▸ **RECORDS FOR THIS TASK**:
.....

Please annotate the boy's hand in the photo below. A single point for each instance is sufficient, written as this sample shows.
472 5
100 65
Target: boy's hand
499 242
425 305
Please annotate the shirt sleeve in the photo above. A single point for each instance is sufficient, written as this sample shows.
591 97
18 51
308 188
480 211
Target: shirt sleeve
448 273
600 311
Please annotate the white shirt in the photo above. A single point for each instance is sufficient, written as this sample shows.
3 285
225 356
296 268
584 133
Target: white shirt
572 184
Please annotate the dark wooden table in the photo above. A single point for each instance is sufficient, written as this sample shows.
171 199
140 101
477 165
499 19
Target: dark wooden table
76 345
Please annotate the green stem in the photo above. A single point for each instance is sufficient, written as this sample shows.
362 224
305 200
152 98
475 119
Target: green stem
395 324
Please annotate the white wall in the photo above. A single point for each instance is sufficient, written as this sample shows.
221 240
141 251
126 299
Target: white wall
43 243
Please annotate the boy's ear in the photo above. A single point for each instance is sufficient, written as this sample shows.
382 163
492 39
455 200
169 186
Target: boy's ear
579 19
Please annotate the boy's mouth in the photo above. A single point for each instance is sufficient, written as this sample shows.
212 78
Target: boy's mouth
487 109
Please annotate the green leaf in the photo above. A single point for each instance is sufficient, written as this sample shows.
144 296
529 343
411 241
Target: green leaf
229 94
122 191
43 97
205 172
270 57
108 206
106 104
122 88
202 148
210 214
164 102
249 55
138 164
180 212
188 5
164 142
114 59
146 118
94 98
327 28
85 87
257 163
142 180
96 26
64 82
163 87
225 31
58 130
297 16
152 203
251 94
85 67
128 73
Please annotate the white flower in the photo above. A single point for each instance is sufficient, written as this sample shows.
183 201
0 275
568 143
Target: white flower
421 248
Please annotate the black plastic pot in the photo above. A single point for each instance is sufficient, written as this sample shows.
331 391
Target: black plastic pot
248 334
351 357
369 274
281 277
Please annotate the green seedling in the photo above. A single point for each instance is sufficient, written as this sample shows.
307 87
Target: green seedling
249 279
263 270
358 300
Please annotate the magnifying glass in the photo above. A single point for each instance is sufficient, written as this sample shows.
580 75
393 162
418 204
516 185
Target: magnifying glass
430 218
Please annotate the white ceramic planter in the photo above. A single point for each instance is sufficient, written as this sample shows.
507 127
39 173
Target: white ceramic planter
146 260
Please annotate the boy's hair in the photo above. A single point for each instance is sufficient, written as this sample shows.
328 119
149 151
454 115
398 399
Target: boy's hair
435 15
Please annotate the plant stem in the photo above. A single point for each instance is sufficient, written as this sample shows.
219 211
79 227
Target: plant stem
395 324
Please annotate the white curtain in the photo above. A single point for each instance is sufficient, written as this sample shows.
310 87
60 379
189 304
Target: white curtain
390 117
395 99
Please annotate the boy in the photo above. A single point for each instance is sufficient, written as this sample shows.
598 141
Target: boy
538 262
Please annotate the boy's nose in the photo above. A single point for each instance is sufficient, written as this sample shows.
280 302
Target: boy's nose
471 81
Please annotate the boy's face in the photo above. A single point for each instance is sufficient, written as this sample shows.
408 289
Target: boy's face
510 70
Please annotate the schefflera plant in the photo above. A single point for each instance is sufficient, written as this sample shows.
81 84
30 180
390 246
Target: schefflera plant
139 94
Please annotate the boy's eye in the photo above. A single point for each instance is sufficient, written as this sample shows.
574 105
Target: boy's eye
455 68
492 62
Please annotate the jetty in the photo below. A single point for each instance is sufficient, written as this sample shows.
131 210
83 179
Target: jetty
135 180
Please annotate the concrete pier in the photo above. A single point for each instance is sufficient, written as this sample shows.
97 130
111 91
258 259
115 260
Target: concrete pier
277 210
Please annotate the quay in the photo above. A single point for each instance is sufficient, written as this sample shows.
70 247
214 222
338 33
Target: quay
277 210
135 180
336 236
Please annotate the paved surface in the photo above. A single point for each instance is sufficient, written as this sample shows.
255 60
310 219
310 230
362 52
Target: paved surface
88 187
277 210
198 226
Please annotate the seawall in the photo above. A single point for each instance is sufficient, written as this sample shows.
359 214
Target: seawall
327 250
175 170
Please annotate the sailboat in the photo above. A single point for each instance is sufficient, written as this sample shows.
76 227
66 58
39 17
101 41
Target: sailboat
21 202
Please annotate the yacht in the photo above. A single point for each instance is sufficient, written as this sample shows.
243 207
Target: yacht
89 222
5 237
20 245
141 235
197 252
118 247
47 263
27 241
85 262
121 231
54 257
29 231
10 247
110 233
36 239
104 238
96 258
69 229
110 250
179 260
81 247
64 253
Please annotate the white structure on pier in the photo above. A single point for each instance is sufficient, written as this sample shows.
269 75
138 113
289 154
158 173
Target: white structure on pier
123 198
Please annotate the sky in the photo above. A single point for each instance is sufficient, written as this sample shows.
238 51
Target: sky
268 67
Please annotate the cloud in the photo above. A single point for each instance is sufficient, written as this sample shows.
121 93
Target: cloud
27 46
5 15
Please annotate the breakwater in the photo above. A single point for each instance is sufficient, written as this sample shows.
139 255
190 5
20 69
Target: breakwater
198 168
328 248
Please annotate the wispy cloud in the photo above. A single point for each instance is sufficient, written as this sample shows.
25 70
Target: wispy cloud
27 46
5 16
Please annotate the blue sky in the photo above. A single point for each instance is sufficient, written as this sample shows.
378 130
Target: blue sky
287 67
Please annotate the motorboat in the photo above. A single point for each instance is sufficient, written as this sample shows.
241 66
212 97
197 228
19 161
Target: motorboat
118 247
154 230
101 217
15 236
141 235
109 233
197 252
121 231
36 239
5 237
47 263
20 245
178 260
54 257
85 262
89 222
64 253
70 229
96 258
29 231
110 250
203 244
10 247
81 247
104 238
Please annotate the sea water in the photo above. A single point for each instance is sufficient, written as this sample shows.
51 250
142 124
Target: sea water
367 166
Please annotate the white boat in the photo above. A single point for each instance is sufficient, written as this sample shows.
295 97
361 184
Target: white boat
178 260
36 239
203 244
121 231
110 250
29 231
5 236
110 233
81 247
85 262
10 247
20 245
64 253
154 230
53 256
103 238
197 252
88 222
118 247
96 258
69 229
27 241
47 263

.....

▸ **EXERCISE TASK**: From the line containing "Please annotate the sea water" through the closing line of the material above, return every line exactly and omit all others.

▸ **SOLUTION TO THIS TASK**:
Please annotate the sea water in the photo above. A single point for each instance is sufficient, written as this sample shows.
51 250
142 124
Target: sea water
367 166
Please annotate the white boat in the photo above. A single point for each instance is sufficient, written as this sample shows.
295 97
361 184
Target: white boat
178 260
36 239
203 244
121 231
110 250
29 231
5 236
110 233
81 247
85 262
10 247
20 245
64 253
154 230
53 256
103 238
197 252
88 222
118 247
96 258
69 229
27 241
47 263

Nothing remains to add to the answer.